▶ **Exercise**:
Take the lines that start with the one containing "Can you spot the license" and end with the one containing "[[277, 136], [298, 137], [7, 132], [181, 89], [156, 88]]", both included. Rewrite only those lines, swapping "coordinates" for "positions" and leaving everything else untouched.
--- START Input for this task ---
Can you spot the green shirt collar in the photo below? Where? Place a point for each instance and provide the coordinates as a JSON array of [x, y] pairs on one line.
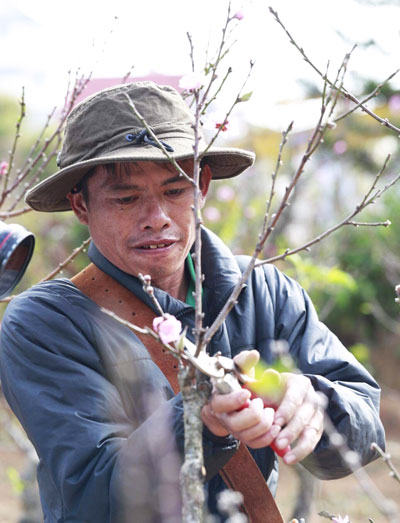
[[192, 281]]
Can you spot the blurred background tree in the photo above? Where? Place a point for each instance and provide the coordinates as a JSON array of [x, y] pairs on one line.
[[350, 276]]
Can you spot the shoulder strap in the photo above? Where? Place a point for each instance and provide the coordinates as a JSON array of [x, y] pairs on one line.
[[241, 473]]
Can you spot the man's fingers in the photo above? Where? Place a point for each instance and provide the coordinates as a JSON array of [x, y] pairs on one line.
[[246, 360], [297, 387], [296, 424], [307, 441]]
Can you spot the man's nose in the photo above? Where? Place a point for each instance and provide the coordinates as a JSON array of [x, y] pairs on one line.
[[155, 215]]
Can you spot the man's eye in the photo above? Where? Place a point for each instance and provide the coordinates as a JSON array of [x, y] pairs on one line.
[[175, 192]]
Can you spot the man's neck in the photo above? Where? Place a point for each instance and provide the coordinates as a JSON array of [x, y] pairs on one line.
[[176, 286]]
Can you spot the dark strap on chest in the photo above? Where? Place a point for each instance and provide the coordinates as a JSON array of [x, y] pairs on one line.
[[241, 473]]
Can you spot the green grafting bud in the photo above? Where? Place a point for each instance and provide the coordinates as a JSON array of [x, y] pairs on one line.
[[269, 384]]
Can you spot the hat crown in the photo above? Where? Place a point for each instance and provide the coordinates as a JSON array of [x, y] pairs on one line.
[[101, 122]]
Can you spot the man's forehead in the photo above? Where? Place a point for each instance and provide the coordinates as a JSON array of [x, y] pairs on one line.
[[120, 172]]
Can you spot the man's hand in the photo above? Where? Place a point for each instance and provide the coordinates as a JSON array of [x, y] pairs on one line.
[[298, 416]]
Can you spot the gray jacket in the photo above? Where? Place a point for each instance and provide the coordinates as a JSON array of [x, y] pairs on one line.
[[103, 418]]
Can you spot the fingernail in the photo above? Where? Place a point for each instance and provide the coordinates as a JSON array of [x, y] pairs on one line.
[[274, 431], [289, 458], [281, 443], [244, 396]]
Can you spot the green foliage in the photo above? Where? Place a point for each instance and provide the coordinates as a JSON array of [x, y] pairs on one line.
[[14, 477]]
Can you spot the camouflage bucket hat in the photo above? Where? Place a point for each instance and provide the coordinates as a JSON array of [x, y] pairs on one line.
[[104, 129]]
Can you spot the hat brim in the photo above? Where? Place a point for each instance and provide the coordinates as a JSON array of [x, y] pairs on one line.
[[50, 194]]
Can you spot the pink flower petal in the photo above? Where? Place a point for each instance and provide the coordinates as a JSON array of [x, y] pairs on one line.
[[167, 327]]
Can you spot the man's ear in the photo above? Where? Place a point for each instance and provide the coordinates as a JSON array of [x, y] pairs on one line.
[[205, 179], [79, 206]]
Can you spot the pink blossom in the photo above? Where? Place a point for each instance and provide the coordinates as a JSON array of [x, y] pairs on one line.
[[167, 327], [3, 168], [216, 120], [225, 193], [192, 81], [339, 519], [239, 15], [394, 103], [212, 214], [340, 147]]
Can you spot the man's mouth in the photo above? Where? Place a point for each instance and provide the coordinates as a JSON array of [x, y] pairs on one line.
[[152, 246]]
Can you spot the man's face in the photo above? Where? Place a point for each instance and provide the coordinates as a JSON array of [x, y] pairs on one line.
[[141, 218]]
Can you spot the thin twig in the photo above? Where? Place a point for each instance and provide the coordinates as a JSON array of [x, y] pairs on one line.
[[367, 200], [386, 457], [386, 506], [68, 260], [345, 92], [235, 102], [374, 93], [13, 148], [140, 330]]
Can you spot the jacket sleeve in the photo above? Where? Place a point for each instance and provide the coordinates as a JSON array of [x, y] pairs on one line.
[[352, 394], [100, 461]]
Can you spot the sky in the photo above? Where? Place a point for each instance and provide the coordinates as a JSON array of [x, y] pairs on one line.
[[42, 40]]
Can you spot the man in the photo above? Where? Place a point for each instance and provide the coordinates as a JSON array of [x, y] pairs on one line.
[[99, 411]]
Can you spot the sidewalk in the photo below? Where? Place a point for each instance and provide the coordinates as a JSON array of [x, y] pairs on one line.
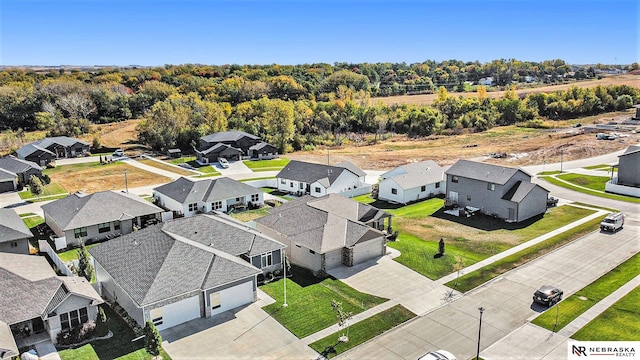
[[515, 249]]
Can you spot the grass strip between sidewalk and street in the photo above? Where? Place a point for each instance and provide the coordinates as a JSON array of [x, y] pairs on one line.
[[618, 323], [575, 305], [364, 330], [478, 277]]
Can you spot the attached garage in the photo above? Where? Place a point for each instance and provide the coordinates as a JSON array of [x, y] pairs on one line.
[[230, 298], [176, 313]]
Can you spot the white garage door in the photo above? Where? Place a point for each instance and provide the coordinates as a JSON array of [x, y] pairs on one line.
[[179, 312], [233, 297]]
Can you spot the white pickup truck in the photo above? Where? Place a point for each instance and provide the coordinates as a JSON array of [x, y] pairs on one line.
--- END Input for this task ---
--- START Input for this task ---
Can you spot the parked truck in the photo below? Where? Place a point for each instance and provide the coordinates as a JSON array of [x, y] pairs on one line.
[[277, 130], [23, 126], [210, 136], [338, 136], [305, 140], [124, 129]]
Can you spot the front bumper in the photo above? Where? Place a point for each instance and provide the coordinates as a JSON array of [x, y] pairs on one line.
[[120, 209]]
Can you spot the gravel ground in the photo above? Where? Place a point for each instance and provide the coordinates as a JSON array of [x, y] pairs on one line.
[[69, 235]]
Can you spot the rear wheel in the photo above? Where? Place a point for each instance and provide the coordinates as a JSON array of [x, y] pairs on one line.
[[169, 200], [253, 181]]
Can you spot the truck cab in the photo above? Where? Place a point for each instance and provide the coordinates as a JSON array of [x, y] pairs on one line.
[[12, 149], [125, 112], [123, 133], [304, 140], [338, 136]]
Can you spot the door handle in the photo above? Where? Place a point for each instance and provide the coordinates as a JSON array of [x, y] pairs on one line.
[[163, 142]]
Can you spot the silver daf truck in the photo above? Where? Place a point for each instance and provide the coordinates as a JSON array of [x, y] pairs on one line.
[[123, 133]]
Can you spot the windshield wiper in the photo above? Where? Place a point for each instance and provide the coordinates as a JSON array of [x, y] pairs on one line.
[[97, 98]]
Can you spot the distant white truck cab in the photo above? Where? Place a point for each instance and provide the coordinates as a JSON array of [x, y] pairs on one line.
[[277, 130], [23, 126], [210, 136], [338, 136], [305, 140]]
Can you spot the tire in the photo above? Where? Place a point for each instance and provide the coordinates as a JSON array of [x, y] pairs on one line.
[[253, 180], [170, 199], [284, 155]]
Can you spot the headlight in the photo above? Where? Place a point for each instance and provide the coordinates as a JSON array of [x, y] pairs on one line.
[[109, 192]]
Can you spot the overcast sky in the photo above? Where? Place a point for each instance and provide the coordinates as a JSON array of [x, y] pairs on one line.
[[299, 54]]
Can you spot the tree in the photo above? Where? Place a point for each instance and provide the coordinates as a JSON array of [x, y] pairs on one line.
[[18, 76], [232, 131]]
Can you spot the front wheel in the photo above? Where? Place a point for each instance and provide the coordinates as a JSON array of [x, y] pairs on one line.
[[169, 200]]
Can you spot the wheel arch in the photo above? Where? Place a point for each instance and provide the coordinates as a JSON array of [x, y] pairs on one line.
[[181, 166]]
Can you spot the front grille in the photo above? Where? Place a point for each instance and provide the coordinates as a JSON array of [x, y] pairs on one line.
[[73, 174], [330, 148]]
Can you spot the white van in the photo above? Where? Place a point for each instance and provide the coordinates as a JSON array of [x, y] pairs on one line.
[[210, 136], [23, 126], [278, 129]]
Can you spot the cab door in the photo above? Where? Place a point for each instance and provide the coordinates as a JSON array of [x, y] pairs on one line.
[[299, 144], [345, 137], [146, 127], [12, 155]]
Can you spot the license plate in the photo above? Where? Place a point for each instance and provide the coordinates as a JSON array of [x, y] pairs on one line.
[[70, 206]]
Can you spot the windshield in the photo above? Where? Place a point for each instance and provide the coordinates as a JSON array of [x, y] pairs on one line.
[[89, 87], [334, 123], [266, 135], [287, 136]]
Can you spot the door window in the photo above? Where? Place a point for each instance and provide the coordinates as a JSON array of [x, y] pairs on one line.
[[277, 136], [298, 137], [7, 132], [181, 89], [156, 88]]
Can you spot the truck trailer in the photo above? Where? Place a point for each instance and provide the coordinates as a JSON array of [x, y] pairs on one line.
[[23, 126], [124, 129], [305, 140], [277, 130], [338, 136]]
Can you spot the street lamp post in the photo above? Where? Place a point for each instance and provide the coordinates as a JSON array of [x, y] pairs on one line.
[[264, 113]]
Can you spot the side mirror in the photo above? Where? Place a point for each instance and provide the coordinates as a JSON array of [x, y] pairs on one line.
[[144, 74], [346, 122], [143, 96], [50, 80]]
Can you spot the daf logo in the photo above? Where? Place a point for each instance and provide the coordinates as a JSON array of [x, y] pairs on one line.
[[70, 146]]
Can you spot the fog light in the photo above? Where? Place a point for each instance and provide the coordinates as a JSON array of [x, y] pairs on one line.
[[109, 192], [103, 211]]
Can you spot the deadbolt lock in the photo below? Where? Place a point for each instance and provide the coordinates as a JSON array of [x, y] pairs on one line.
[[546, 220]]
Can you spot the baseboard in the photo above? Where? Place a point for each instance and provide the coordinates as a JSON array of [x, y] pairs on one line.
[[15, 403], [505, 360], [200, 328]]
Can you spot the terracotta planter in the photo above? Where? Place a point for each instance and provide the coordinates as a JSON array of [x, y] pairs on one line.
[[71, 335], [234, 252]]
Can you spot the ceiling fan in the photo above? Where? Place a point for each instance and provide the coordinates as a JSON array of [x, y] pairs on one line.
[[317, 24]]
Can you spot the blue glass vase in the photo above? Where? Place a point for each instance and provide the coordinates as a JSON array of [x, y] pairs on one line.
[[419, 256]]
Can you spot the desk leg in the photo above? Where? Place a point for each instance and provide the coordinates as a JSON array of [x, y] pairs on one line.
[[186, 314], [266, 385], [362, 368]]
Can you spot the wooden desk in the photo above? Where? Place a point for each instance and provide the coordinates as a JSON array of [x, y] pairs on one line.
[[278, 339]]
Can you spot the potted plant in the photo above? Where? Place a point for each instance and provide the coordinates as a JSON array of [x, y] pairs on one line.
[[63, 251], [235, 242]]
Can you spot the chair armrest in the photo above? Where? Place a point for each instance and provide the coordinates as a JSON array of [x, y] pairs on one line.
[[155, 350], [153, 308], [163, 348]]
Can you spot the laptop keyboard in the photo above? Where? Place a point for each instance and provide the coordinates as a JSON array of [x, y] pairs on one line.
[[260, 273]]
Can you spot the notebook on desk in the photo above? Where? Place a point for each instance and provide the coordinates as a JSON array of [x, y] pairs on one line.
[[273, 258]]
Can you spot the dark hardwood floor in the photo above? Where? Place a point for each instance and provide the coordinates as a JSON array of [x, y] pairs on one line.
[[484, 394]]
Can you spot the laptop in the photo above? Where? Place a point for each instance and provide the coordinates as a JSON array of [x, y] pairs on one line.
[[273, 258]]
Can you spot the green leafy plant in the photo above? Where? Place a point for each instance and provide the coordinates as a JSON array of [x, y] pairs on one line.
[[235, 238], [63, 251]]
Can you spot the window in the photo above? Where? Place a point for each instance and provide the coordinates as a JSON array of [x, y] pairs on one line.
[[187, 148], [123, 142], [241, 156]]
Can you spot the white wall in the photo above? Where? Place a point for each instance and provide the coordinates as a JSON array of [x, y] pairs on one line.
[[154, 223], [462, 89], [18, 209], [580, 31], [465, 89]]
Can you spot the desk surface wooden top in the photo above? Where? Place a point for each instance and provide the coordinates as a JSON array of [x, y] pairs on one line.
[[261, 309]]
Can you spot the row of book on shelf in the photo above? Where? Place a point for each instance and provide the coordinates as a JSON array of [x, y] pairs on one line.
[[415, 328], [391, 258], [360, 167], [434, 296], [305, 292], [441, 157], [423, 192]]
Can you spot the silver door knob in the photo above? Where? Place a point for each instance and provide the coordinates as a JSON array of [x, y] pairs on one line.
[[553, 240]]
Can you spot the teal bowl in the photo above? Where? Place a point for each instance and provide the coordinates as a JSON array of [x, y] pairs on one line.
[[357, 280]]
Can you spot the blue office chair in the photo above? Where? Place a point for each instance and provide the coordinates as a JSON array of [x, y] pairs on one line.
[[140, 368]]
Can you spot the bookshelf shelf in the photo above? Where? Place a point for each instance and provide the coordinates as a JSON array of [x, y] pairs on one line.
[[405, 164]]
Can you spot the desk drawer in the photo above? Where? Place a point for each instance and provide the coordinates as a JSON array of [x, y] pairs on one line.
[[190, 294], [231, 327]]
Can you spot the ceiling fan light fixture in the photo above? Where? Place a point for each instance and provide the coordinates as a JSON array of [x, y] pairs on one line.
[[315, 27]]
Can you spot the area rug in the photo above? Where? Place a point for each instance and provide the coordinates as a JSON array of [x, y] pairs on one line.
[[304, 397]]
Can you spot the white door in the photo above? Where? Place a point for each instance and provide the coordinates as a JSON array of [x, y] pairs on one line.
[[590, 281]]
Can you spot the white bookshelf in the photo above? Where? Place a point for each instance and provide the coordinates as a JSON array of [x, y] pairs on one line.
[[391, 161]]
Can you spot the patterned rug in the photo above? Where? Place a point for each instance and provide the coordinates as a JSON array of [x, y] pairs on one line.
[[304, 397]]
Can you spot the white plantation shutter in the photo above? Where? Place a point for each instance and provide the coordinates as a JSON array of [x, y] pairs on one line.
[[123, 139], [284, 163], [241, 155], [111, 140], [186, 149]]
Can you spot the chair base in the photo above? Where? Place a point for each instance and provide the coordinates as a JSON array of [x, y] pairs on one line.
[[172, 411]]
--- END Input for this task ---
▶ **Reply**:
Can you spot the license plate in the photo above? Where? Place a point for each instance and provide the positions as a JSON array of [x, y] pairs on one line.
[[70, 206]]
Can you spot the windshield in the photo above? Where? Place a point for each instance and provide the positions as a JSON array of [x, y] pairs on one line.
[[89, 87], [334, 123], [266, 135], [287, 136]]
Can you spot the door window in the photo above? Where? Place a point for each instance and provide the positions as a JSON array of [x, y] pairs on one line.
[[277, 136], [298, 137], [7, 132], [181, 89], [156, 88]]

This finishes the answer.